The task
From the first line to the last, return the data exactly, with no pictures.

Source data
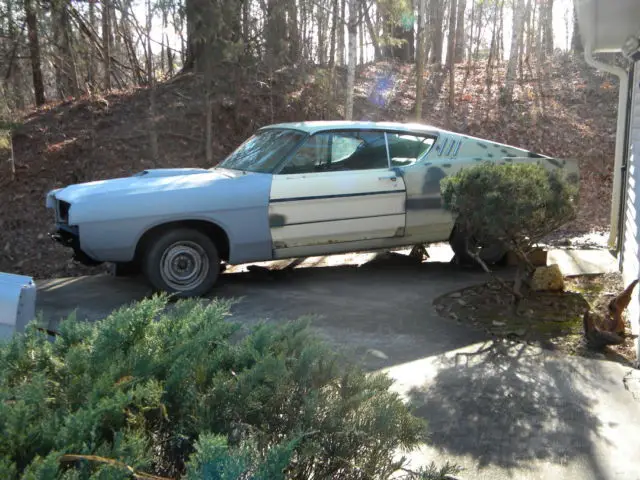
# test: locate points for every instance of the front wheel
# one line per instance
(491, 253)
(183, 262)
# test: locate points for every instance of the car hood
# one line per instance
(152, 180)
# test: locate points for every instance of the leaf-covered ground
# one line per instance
(551, 320)
(568, 112)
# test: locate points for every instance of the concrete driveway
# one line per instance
(500, 410)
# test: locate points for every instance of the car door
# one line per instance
(337, 187)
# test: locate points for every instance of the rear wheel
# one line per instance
(183, 262)
(491, 253)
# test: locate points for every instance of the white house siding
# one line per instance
(631, 240)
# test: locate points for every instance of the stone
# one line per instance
(547, 279)
(537, 257)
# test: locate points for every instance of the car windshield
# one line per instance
(263, 151)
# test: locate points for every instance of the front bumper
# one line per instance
(68, 237)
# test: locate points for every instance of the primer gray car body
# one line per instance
(315, 188)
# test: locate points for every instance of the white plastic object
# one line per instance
(17, 303)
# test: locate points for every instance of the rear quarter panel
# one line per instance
(427, 220)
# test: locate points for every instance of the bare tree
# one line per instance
(576, 41)
(420, 54)
(436, 23)
(516, 41)
(460, 31)
(451, 52)
(34, 51)
(153, 133)
(352, 28)
(546, 18)
(106, 43)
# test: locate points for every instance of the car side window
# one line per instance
(406, 149)
(339, 151)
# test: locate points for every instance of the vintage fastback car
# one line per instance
(291, 190)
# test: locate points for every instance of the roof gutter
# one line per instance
(623, 93)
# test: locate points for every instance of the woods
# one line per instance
(61, 49)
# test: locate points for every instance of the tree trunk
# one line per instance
(479, 32)
(437, 19)
(293, 31)
(576, 40)
(372, 33)
(153, 134)
(332, 39)
(351, 71)
(91, 65)
(470, 49)
(451, 45)
(500, 55)
(459, 52)
(516, 40)
(322, 34)
(106, 43)
(547, 7)
(420, 52)
(361, 32)
(34, 51)
(340, 25)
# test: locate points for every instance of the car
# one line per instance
(290, 190)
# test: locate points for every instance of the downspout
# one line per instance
(623, 76)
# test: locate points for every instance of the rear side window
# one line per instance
(339, 151)
(406, 149)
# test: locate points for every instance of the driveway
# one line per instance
(500, 410)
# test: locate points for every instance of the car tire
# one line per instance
(183, 262)
(492, 254)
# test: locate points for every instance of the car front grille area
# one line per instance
(63, 211)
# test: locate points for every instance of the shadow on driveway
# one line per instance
(513, 406)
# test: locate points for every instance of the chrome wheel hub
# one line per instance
(184, 265)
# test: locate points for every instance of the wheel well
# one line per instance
(213, 231)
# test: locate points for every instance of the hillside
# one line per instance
(570, 114)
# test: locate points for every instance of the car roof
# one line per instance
(320, 126)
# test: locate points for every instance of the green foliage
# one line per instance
(515, 203)
(179, 390)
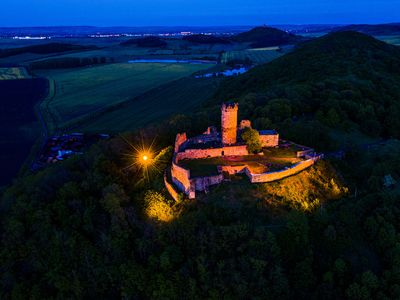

Output of the task
# test: locate points for every instance of the front wheel
# one line per instance
(491, 253)
(183, 262)
# test: locate points for every instance of the car hood
# one line per instance
(152, 180)
# test: locate points for every instance of the leaf-covered ground
# one line per instance
(551, 320)
(568, 112)
# test: locate points for every instance of the concrete driveway
# one line per instance
(500, 410)
# test: locate points for every instance of the car door
# one line per instance
(337, 187)
# test: locate points for every instance of the rear wheel
# one line per instance
(183, 262)
(491, 253)
# test: locate points for every instance of the white house siding
# one line per instance
(631, 240)
# test: locate points for every instance of the stone
# one line per instance
(547, 279)
(537, 257)
# test: locate points for every instance of the car windshield
# one line per instance
(263, 151)
# test: locate points for every instance of the front bumper
# one line per instance
(68, 237)
# test: locate points for every instance of the primer gray car body
# one line per instance
(315, 188)
# test: locate points for every instance of the white plastic object
# one line per instance
(17, 303)
# test: locate points for every instance of the rear quarter panel
# one line per instance
(427, 220)
# test: locate points for every instance of the bare tree
# one line per instance
(576, 41)
(420, 54)
(436, 23)
(516, 41)
(460, 31)
(451, 52)
(34, 51)
(153, 133)
(352, 28)
(546, 18)
(106, 43)
# test: locate points for every instance of the car side window
# one line per instance
(406, 149)
(339, 151)
# test: locate points for every instance of the vintage fastback car
# one line per instance
(291, 190)
# test: locate points for every instance of the roof gutter
# one line per instance
(623, 93)
# test: locate points for every instance of the woods
# one line per instance
(61, 49)
# test: locate points for every instance of the tree trunk
# one line per instance
(479, 32)
(437, 19)
(293, 31)
(576, 40)
(372, 33)
(153, 134)
(332, 39)
(351, 71)
(91, 65)
(470, 49)
(451, 45)
(500, 55)
(459, 52)
(516, 40)
(322, 34)
(106, 43)
(547, 7)
(420, 52)
(361, 32)
(34, 51)
(340, 25)
# test: locate points for every instance of the car
# one line per instance
(290, 190)
# test: locate points for every instance of the downspout
# one line per instance
(623, 76)
# test: locate points for every instance of the rear side window
# one line per instance
(339, 151)
(406, 149)
# test: locate points for every instance of the driveway
# one line per instance
(500, 410)
# test: locate points for every instance of the car tire
# one line per instance
(183, 262)
(492, 254)
# test: locate points for every instance of the car front grille area
# one line per instance
(63, 211)
# test: locate points for every instance of the shadow on driveway
# one line per instance
(513, 406)
# test: locate points for every instance of the chrome wheel hub
# one line per instance
(184, 265)
# test: locate points for every instance of the wheel well
# one line per instance
(213, 231)
# test: locate points for every instance of the hillside
# one line per instance
(570, 114)
# test: locate points for every instance of the car roof
# one line per instance
(320, 126)
# test: locate points for every instance of the green foliage
# one line per instance
(515, 203)
(179, 390)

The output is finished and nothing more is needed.